● **Work to complete**: Present the following entries again, word for word and in full.

((

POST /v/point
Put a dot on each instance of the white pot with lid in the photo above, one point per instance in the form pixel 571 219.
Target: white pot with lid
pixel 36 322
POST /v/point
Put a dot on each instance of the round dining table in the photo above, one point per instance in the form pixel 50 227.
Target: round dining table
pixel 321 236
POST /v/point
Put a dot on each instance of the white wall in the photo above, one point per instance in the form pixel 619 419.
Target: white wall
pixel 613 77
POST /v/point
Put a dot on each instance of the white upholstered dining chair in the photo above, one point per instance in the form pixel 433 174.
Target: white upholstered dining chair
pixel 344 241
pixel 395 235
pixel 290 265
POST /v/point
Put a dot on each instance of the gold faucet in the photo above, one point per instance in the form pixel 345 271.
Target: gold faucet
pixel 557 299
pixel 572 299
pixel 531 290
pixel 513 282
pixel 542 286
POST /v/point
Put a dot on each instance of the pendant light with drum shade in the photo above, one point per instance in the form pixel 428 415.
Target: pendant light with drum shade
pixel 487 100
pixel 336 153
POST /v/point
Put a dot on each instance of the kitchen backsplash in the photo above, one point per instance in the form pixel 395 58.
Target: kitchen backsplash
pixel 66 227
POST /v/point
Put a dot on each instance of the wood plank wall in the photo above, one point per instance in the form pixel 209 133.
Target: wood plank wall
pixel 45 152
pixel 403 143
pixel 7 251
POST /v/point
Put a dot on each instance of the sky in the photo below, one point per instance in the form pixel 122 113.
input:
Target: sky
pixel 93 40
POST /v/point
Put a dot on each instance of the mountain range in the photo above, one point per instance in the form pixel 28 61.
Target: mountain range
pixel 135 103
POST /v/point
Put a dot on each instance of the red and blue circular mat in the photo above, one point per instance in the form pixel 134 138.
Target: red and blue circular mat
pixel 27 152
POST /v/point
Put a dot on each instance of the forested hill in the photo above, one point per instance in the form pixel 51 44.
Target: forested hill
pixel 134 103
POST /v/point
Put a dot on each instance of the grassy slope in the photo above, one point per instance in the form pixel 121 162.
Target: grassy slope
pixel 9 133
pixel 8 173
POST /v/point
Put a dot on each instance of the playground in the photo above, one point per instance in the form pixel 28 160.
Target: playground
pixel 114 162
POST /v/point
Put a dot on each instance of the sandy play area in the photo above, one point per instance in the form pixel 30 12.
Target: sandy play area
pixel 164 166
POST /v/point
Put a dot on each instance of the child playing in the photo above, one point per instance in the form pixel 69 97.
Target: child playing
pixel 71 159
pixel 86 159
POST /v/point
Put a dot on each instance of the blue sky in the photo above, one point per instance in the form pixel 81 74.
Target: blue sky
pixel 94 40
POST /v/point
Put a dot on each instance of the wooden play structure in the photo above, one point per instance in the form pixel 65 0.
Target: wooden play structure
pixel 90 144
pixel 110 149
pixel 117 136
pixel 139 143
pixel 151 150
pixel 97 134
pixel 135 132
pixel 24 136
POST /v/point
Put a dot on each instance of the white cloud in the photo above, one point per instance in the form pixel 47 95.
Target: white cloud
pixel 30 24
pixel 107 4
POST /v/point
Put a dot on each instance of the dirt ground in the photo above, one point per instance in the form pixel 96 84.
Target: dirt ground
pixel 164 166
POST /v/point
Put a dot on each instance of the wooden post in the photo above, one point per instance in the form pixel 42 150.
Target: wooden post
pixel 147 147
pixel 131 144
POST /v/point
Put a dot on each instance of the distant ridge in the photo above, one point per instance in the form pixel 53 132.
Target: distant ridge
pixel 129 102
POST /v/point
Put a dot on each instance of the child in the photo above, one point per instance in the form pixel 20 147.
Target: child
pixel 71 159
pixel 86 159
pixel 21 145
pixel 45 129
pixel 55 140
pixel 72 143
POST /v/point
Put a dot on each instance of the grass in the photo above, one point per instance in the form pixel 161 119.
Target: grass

))

● **The answer**:
POST /v/point
Put a dot on each instance of the white pot with lid in the photo above, one point per instance in the form pixel 571 219.
Target: white pot with lid
pixel 36 322
POST /v/point
Put a dot on each instance of the round dining table in the photo above, one point per instance in the form pixel 50 227.
Target: round dining table
pixel 321 236
POST /v/point
Put a dot on each instance of the white wall in the photo above, one point per instance in the form pixel 619 419.
Target: white wall
pixel 613 77
POST /v/point
Put a dot on each instance of the white upholstered dining chair in the photo above, one point per instance in the form pixel 433 174.
Target: white upholstered dining chair
pixel 344 241
pixel 395 235
pixel 290 265
POST /v/point
Put a dot on each instance of the gold faucet in the photo above, one point per instance in the form pixel 345 271.
Target: gold faucet
pixel 557 299
pixel 572 299
pixel 531 290
pixel 513 282
pixel 542 286
POST /v/point
Put a dot on each instance of the pendant light with drum shade in the photo above, one point per instance in the form pixel 428 415.
Target: pendant light with drum shade
pixel 487 100
pixel 336 153
POST /v/point
Put a dot on each instance of the kitchen backsplash in the photo above, one point per instance in the form pixel 395 58.
Target: kitchen backsplash
pixel 66 227
POST /v/point
Put a dot on each instance of the wood plank wall in the photo above, one point per instance in the form pixel 209 133.
Target: wood plank wall
pixel 45 152
pixel 403 143
pixel 7 251
POST /v/point
Put a dot on each instance of the sky in the photo below, one point per instance in the form pixel 122 113.
input:
Target: sky
pixel 93 40
POST /v/point
Put a dot on each instance of the mountain range in the photo above, one point per instance in the form pixel 28 61.
Target: mountain range
pixel 135 103
POST /v/point
Put a dot on each instance of the red and blue circular mat in the photo above, one point per instance in the form pixel 134 138.
Target: red and blue circular mat
pixel 27 152
POST /v/point
Put a dot on each instance of the forested hill in the photo above, one point per instance in the form pixel 51 44.
Target: forested hill
pixel 134 103
POST /v/point
Put a dot on each instance of the grassy slope in the photo above, one point per instance in the form pixel 121 162.
Target: grassy slope
pixel 9 133
pixel 8 173
POST /v/point
Put a dot on each instance of the playground in the photo above, one point per instance in the form pixel 28 160.
Target: playground
pixel 114 162
POST /v/point
Put a dot on each instance of the sandy play area in the photo above, one point per instance in the form pixel 30 12.
Target: sandy play area
pixel 164 166
POST /v/point
Put a dot on each instance of the child playing in the photo above, one point per instance in the form pixel 69 97.
Target: child playing
pixel 71 159
pixel 86 159
POST /v/point
Put a dot on each instance of the blue sky in the photo above, one point per instance in the form pixel 81 74.
Target: blue sky
pixel 94 40
POST /v/point
Put a dot on each instance of the wooden play structure in the photo above, one point per instance in the form pixel 65 0.
Target: wooden play structure
pixel 90 144
pixel 110 149
pixel 117 136
pixel 139 143
pixel 151 150
pixel 97 134
pixel 135 132
pixel 24 136
POST /v/point
Put a dot on each instance of the white cloud in the photo above, one point per instance in the form pixel 47 95.
Target: white cloud
pixel 30 24
pixel 107 4
POST /v/point
Put a dot on each instance of the dirt ground in the photo above, one point per instance in the form pixel 96 84.
Target: dirt ground
pixel 164 166
POST /v/point
Put a dot on each instance of the wooden post in the photo above, one point per instance in the form pixel 42 150.
Target: wooden post
pixel 147 147
pixel 131 144
POST /v/point
Put a dot on each instance of the distant ridge in the photo above, one point per instance in the form pixel 53 132.
Target: distant ridge
pixel 129 102
POST /v/point
Put a dot on each instance of the child in the photo above, one point per instance in the form pixel 20 147.
Target: child
pixel 71 159
pixel 86 159
pixel 21 145
pixel 45 129
pixel 55 140
pixel 72 143
POST /v/point
Put a dot on each instance of the grass in the photo above, one point per instance in the form pixel 161 119.
Target: grass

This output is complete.